* WRITTEN TASK *
In all the rows below, switch every "possession chart" to "location chart" and leave everything else as it is.

* Dataset rows about where objects are *
◆ ◆ ◆

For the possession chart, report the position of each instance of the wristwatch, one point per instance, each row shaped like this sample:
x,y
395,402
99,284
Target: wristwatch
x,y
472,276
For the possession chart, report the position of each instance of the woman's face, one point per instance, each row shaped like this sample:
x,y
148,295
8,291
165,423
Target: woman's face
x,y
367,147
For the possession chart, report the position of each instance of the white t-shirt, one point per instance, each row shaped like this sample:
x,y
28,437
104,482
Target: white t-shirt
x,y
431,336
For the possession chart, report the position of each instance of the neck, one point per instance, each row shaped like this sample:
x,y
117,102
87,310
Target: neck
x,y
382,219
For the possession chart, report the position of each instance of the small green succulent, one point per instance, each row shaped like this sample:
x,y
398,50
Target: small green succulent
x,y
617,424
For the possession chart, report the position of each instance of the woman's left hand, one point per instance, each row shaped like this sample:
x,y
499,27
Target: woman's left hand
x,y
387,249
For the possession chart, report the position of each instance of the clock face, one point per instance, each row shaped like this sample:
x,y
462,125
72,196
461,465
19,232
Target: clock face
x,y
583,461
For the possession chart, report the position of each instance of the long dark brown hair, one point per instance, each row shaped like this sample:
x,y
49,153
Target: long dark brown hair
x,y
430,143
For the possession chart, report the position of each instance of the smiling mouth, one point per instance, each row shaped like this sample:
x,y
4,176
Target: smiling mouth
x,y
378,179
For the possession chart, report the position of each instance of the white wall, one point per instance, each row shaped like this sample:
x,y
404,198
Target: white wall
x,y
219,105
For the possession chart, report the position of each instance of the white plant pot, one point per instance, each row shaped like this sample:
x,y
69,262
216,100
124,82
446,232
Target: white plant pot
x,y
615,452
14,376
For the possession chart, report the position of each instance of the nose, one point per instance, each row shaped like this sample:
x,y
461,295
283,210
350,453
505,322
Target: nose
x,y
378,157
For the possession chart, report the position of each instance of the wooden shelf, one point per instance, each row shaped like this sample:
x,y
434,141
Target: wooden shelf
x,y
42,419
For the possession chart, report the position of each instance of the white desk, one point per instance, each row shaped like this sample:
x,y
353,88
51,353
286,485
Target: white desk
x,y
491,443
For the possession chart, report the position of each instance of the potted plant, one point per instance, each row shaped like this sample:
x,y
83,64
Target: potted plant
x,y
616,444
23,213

◆ ◆ ◆

* ANSWER BELOW *
For the location chart, report the position of each instance of the wristwatch, one point per instance, each row shaped like this sample:
x,y
395,402
99,284
Target: wristwatch
x,y
472,276
For the location chart, report the position of each instance of the woman's face, one point per instance, each row shaped like this sample:
x,y
148,295
8,291
165,423
Target: woman's face
x,y
367,147
For the location chart, report the position of each instance of the white t-shirt, one point per instance, each row shaped like this sample:
x,y
28,437
104,482
Target: white t-shirt
x,y
431,336
For the location chart, report the position of each instance of the neck, one point per instance, each row shaped like this sample:
x,y
117,102
87,310
Target: neck
x,y
382,219
For the location chart, report the position of each instance of the small green succulent, one point per instance, each row shaped like this sample:
x,y
398,50
Target: small green succulent
x,y
617,424
For the location chart, report the position of each instance of the woman's left hand, one point per instance, each row shaped like this sample:
x,y
499,27
Target: woman's left hand
x,y
387,249
For the location chart, report the position of each instance of the clock face, one point per instance, each row shaped like this sample:
x,y
462,125
72,196
461,465
19,232
Target: clock face
x,y
583,461
For the location chart, report the position of each instance of the long dark brown hair, one point per instance, each row shaped like this sample:
x,y
49,153
Target: long dark brown hair
x,y
430,143
For the location chart, report the position of each instance of the smiling mouth, one point per instance, each row shaped like this sample:
x,y
4,176
Target: smiling mouth
x,y
378,179
For the location chart, report the position of each instance of the white wall, one point per instance, each row shaped like this sample:
x,y
404,198
Target: white wall
x,y
219,105
For the location chart, report the position of each instance of the white plant pot, one point per instance, each row shaped like this sample:
x,y
69,262
216,100
124,82
446,232
Target: white plant pot
x,y
615,452
14,376
For the location chart, report the position of each instance of the nose, one point per instance, each row shaped like this sample:
x,y
461,295
283,210
350,453
505,322
Target: nose
x,y
378,157
For the location chart, report the position of each instance of the wooden shelf, one point per instance, each row shaped like this sample:
x,y
434,141
Target: wooden shelf
x,y
42,419
For the location chart, report the position of each instance of the white desk, one point per instance, each row shaped like this sample:
x,y
353,88
51,353
286,485
Target: white desk
x,y
491,443
For the location chart, report the position of each instance of the potted plant, one point per instance, each row shaped like this sample:
x,y
83,64
Target: potted plant
x,y
616,444
23,213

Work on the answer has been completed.